→ Task goal:
Please reproduce only the lines of the listing below, from the line with "Could you point to the green plant" to the line with "(157, 1051)", both included, with the requests kept in. Shift every coordinate in the answers by adding 15 to each number, leaving the requests and their sample coordinates as they are.

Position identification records
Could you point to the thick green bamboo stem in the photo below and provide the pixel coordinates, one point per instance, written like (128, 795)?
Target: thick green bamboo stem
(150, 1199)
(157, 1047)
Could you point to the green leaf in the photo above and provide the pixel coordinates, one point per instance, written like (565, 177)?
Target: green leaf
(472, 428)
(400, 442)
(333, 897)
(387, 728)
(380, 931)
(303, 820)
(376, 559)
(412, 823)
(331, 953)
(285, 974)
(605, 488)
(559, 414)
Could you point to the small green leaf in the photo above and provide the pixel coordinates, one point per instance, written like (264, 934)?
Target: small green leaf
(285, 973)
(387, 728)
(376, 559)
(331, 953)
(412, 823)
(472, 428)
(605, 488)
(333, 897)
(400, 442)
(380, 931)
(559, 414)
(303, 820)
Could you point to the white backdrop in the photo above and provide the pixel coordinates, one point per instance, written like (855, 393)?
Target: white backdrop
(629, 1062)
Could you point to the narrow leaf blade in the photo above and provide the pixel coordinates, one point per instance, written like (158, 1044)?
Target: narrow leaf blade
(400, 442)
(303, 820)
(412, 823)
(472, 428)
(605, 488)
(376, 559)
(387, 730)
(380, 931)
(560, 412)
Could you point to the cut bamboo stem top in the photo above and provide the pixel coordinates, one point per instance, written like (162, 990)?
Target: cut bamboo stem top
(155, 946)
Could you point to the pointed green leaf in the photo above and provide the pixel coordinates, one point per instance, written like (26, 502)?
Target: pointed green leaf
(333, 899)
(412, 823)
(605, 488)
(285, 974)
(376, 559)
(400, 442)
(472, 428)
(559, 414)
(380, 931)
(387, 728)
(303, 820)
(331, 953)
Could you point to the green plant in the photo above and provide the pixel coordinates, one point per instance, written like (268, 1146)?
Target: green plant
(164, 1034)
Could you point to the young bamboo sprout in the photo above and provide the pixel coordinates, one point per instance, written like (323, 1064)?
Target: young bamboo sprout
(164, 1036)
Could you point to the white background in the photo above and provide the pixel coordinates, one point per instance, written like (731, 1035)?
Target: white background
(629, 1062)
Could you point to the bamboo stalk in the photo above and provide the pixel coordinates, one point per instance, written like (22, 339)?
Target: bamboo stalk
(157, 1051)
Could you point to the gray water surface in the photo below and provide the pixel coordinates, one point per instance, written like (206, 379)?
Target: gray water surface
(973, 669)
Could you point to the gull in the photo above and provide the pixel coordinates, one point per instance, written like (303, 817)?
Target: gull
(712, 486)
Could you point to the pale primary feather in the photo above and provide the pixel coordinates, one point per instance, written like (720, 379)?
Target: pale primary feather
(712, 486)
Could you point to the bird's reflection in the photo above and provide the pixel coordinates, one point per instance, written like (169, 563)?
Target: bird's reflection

→ Exercise solution:
Could you point to the green plant in the photo above and provide the pixel coordinates, one point per instance, written like (268, 1146)?
Target: green plant
(179, 1049)
Could you point to the young bamboo sprout in the photo above and provide the pixel coordinates, one point per instance, written like (323, 1064)?
Target: young bamboo sprout
(179, 1051)
Could you point to the white background in the photo above and provide the pixel coordinates, one point per instance, written like (731, 1035)?
Target: white background
(644, 1077)
Could you point to the bamboo stalk in the photo above and provide the pixel coordinates, one point per instance, written like (22, 339)?
Target: bamboo stalk
(172, 1066)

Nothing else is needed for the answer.